Rewrite everything from the start of the material down to the line containing "[471,167,479,185]", both ends included. Multiply every bounding-box coordinate by 1.05 and round to the nearest whole number, with halves rounded up, and copy all other lines unchanged.

A block of data
──────────────────────────────

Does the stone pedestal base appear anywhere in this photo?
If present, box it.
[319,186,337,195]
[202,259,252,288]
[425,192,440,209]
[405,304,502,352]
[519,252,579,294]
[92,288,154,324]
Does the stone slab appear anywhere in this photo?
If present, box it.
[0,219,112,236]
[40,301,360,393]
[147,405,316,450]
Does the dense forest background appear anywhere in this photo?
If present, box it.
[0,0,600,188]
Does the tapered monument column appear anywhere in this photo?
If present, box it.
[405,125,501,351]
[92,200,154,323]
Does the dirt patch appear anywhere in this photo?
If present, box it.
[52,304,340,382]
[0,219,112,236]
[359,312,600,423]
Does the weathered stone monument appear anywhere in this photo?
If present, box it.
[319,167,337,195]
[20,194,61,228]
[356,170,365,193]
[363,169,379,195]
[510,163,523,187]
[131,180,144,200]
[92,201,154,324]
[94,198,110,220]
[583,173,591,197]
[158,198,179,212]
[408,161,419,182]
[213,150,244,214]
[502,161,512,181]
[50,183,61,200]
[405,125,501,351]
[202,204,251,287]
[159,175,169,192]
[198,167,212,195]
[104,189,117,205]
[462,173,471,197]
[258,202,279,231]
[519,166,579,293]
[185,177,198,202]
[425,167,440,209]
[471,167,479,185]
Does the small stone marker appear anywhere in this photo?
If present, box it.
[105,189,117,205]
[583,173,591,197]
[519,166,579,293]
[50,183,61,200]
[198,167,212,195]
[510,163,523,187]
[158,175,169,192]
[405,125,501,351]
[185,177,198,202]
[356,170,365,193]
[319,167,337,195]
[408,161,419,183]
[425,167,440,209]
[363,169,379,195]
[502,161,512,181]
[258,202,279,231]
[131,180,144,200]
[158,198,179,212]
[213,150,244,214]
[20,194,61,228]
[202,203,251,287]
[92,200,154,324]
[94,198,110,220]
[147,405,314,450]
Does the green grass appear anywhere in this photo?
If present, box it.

──────────────────────────────

*Solved exercise*
Does the stone pedestal base appear anywhere in this photo?
If present, box it.
[335,195,354,205]
[212,272,265,302]
[446,202,462,219]
[425,319,527,370]
[545,265,608,309]
[97,302,162,340]
Does the stone slab appear anywhere in this photo?
If present, box it.
[0,230,118,248]
[42,316,378,413]
[154,425,332,473]
Does the dense forest background appear anywhere in this photo?
If present, box it.
[0,0,630,197]
Does the tapered monument column appear anywhere in this photo?
If present, box it.
[425,131,526,369]
[97,210,162,339]
Does the dirt patch appear anywhere in this photo?
If present, box it.
[55,319,357,401]
[0,230,118,248]
[377,328,630,444]
Does the weathered stone monument appear anywhere in this photo?
If present, box it.
[335,175,354,205]
[21,204,64,239]
[374,179,383,203]
[381,177,398,205]
[536,171,549,196]
[138,189,151,210]
[97,211,162,340]
[99,208,116,231]
[612,182,621,207]
[166,208,188,223]
[428,169,440,191]
[224,158,256,225]
[527,169,538,190]
[53,192,64,210]
[425,131,526,369]
[212,214,264,301]
[167,184,177,202]
[208,175,223,205]
[109,198,123,215]
[485,182,495,207]
[271,212,293,243]
[545,174,608,308]
[194,186,208,212]
[446,175,462,219]
[495,175,503,194]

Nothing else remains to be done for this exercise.